Curly fantail goldfish

The Tosakin (土佐金) or curly fantail goldfish is a distinctive breed of goldfish with a large tail fin that spreads out horizontally (like a fan) behind the fish. Though technically a divided tail, the two halves are attached at the center, forming a single fin.

It was developed in Japan, and is rarely seen in other countries. It is believed to have originally been developed from the ryukins and Osaka ranchus.

==Description==
Although it has a body shaped similar that of other fantailed goldfish, its tail fin opens and spreads flat and wide horizontally with the leading edges flipping under once or even twice. Because of its large and broad tail, the Tosakin is a weak and even clumsy swimmer, requiring it be kept in still water without a strong current. The Tosakin has been often and mistakenly reported by as a weak fish due to inbreeding, but it is as hardy as most other breeds of fancy, deep-bodied goldfish. Like many other deep-bodied goldfish, the Tosakin is especially prone to swim bladder problems.

^^^^^^^^

▸ **Instructions**
1 > List every name the text on the curly fantail goldfish uses for this breed.
2 > Extract the part of the curly fantail goldfish text that begins at the words "It was developed" and stops after the words "swim bladder problems.".
3 > Continue the text about the curly fantail goldfish from its last sentence.

▸ **Dataset excerpts**
^^^^^^^^

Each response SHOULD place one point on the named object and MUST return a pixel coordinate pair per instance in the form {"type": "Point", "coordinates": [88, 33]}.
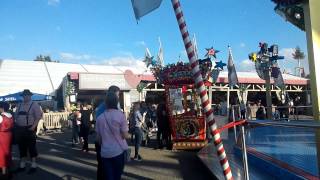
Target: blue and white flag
{"type": "Point", "coordinates": [160, 55]}
{"type": "Point", "coordinates": [232, 74]}
{"type": "Point", "coordinates": [143, 7]}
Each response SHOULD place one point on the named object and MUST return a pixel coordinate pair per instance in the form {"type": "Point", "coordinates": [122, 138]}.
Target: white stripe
{"type": "Point", "coordinates": [229, 175]}
{"type": "Point", "coordinates": [178, 10]}
{"type": "Point", "coordinates": [225, 166]}
{"type": "Point", "coordinates": [181, 20]}
{"type": "Point", "coordinates": [222, 156]}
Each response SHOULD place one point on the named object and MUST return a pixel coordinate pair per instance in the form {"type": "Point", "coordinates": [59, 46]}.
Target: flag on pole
{"type": "Point", "coordinates": [160, 55]}
{"type": "Point", "coordinates": [232, 74]}
{"type": "Point", "coordinates": [195, 47]}
{"type": "Point", "coordinates": [143, 7]}
{"type": "Point", "coordinates": [148, 58]}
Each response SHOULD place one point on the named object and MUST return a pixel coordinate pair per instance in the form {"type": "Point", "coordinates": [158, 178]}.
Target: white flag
{"type": "Point", "coordinates": [148, 54]}
{"type": "Point", "coordinates": [232, 74]}
{"type": "Point", "coordinates": [143, 7]}
{"type": "Point", "coordinates": [160, 55]}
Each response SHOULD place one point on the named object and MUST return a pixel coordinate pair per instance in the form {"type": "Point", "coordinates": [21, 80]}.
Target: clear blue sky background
{"type": "Point", "coordinates": [98, 31]}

^^^^^^^^

▸ **Your responses**
1 >
Tosakin
土佐金
curly fantail goldfish

2 >
It was developed in Japan, and is rarely seen in other countries. It is believed to have originally been developed from the ryukins and Osaka ranchus.

==Description==
Although it has a body shaped similar that of other fantailed goldfish, its tail fin opens and spreads flat and wide horizontally with the leading edges flipping under once or even twice. Because of its large and broad tail, the Tosakin is a weak and even clumsy swimmer, requiring it be kept in still water without a strong current. The Tosakin has been often and mistakenly reported by as a weak fish due to inbreeding, but it is as hardy as most other breeds of fancy, deep-bodied goldfish. Like many other deep-bodied goldfish, the Tosakin is especially prone to swim bladder problems.

3 >
The Tosakin is considered a "top-view" fish and is traditionally kept in large shallow bowls or small ponds to be viewed from above. Seen from above, with its pointed head and deep, round trunk, the tail is obviously a flat half circle. Tosakins are metallic red, red and white or "uncolored" iron-black. Recently calico fish with Tosakin body conformations have been developed, but many purists have yet to recognize this coloration as a true Tosakin. The Tosakin is slow growing compared to most other breeds of fancy goldfish, with a maximum attainable length of around eight inches.

==Origins==
The Tosakin were first developed by a lower-ranking samurai in the Tosa fief (now Kōchi Prefecture), in Shikoku, Japan and probably did not reach other parts of Japan until the mid-twentieth century.

U.S. air attacks on Kōchi during the Pacific War in 1945 and an earthquake in 1946 were believed to have wiped out the Tosakin variety. However, Mr. Hiroe Tamura (田村広衛), a Japanese hobbyist who had lost all of his fish, scoured the area and found six fish (two breeders and four two-year-olds) at a local restaurant called Kyousuirou (鏡水楼). He managed to trade a large bottle of shōchū (焼酎)(Japanese sweet-potato vodka) for the fish, and was able to successfully revive the Tosakins in Kochi. In 1969, the Japanese government declared the Tosakin a Tennen Kinenbutsu (天然記念物) or Natural Treasure of Kōchi Prefecture. In 1971 the breed had reached Tokyo, where a small group of avid young enthusiasts painstakingly propagated and popularized the variety. The Tosakin Preservation Society (トサキン保存会) was founded a few years later in Aichi prefecture (愛知県).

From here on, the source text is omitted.